#### YOUR GOAL:
Do these statements agree with the forum thread about road bike parts below? (a) The quoted post calls SRAM Red the lightest road group. (b) The opening post rules out building a Japanese bike. (c) The quoted post puts revenue at about 1/2 billion $. Answer yes or no for each and quote the thread's deciding words.

** start TEXT SHOWN **

A full German road bike? Who makes shifters, cables, fr. derailleurs, bar tape, seats or stems in Germany?

As far as I can tell one can probably build a Chinese or Taiwanese bike. Maybe a Japanese bike. That's about it.


----------



## MartinsMental (Feb 8, 2007)

babylou said:


> and they are able to design and market SRAM Rival, considered by many the best value in road groups, SRAM Red, the lightest road group and now SRAM XX, which appears to be a damn nice MTB group. Oh and those guys are generating about 1/2 billion $ in revenue. What a bunch of losers


That was awesome...  :thumbsup:


----------



## jmoryl (Sep 5, 2004)

** end TEXT SHOWN **
** start DATASET CONTENT **

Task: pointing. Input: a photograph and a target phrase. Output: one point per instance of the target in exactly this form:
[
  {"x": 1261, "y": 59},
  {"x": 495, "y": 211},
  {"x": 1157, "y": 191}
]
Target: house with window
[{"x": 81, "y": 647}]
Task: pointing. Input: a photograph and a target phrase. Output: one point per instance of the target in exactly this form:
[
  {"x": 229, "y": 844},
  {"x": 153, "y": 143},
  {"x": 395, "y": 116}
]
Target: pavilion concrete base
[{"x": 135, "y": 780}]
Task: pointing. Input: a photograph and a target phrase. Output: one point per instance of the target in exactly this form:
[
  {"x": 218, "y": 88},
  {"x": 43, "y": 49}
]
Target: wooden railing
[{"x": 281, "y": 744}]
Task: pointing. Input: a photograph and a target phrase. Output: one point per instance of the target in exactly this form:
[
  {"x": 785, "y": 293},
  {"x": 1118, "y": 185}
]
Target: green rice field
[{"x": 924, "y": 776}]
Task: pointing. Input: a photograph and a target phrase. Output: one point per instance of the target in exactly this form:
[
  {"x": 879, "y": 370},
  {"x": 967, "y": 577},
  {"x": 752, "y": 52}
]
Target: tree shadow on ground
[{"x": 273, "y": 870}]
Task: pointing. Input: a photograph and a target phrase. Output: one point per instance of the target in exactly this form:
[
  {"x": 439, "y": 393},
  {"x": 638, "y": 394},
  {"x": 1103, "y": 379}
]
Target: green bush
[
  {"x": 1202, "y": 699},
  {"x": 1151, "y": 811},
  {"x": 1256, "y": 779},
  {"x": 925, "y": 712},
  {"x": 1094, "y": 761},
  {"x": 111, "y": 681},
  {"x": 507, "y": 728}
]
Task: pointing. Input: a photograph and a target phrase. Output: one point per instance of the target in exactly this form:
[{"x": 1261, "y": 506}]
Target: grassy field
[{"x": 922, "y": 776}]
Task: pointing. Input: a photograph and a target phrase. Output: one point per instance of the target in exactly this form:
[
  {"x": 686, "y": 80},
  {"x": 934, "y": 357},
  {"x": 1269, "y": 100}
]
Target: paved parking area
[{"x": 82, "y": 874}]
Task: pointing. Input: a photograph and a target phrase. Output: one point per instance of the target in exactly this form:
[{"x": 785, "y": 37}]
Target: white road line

** end DATASET CONTENT **

#### COMPLETE RESPONSE:
(a) Yes: "SRAM Red, the lightest road group"
(b) No: "Maybe a Japanese bike."
(c) Yes: "generating about 1/2 billion $ in revenue"